- **Instructions for the task**: Reproduce the lines from the one containing "find the calm" through the one containing "[0,1,880,585]", requests included, and add -53 to every bounding box coordinate in the answers.

────

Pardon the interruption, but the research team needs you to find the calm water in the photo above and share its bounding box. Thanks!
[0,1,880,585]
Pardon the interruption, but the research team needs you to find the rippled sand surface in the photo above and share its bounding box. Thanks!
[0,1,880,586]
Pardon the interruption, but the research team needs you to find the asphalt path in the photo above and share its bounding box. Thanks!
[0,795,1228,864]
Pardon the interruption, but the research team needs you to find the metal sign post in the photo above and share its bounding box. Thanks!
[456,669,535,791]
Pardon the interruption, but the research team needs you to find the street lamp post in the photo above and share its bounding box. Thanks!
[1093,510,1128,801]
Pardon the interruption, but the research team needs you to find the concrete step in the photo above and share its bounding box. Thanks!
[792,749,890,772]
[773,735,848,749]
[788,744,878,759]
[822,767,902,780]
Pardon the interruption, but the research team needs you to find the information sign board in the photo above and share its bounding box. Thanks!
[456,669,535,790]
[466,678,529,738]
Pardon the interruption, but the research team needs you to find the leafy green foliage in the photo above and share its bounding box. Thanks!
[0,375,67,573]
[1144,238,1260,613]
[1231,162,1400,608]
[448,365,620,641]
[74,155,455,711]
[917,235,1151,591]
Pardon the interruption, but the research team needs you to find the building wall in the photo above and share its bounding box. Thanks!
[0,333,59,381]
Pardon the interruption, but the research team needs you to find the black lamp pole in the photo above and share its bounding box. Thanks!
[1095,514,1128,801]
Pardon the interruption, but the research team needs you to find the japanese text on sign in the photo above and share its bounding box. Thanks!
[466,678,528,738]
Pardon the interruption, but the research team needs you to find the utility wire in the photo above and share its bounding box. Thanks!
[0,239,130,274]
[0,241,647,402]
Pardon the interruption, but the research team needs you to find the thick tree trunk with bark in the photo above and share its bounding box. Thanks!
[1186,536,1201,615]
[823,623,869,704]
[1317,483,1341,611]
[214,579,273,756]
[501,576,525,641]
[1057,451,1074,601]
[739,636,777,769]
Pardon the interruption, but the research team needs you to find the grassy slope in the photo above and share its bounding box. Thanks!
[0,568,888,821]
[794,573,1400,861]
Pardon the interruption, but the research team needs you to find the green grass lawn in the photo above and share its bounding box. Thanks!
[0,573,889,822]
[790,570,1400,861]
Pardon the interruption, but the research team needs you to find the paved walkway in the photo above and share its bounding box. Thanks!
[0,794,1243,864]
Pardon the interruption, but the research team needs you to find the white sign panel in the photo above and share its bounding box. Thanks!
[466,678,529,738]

────

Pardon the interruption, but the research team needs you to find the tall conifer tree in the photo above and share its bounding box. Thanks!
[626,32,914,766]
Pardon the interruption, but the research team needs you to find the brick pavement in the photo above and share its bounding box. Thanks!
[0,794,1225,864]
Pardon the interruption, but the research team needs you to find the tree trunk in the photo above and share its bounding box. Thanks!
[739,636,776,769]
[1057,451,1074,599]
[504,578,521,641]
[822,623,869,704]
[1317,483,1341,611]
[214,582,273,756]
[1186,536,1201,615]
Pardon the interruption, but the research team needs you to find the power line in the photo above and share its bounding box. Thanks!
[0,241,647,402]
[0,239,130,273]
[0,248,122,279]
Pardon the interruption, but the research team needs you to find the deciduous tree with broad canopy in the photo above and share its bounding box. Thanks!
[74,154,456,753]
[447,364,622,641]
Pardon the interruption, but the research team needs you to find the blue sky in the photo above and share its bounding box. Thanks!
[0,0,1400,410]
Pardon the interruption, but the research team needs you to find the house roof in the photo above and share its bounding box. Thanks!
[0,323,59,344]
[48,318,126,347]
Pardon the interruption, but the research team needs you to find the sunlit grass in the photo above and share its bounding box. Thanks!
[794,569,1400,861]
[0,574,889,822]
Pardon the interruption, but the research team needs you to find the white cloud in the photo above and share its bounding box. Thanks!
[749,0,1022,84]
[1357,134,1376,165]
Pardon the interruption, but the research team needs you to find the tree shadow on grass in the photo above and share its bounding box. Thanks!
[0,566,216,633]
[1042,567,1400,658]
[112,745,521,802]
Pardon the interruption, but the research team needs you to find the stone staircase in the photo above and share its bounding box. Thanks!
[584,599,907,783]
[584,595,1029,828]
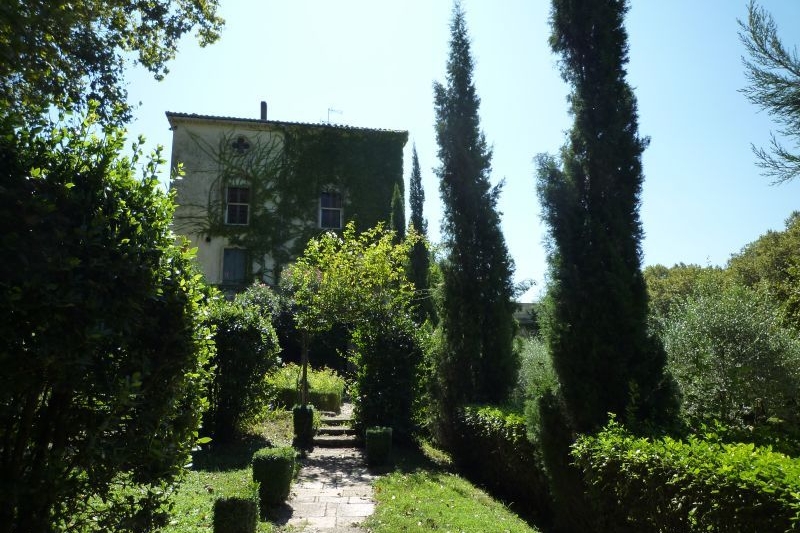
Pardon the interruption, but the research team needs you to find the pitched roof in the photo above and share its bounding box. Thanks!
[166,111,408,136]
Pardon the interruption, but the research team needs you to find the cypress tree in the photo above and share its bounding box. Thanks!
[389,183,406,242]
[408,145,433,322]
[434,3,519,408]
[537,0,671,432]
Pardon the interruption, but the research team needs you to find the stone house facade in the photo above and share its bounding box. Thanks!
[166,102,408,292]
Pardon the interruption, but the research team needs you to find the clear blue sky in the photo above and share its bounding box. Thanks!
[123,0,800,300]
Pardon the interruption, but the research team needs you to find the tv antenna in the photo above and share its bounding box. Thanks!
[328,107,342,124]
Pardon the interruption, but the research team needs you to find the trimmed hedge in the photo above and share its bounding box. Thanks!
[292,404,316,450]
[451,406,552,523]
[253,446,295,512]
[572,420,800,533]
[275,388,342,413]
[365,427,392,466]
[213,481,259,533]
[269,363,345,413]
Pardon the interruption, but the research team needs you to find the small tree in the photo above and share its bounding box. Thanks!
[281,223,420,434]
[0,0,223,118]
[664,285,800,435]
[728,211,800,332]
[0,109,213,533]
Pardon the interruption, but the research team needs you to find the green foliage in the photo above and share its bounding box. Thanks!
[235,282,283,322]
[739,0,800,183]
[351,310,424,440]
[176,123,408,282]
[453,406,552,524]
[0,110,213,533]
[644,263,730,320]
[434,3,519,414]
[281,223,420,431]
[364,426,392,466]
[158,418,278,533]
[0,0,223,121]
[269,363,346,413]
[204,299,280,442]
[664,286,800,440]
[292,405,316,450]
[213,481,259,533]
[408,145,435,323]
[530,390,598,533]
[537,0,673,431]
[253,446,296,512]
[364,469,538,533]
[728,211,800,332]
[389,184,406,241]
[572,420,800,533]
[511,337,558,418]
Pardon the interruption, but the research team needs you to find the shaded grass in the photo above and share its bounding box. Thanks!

────

- **Task result**:
Pardon the interruption, but the research team needs you to find the calm water in the photo above and share its bounding box. Thanks!
[-53,-52,827,532]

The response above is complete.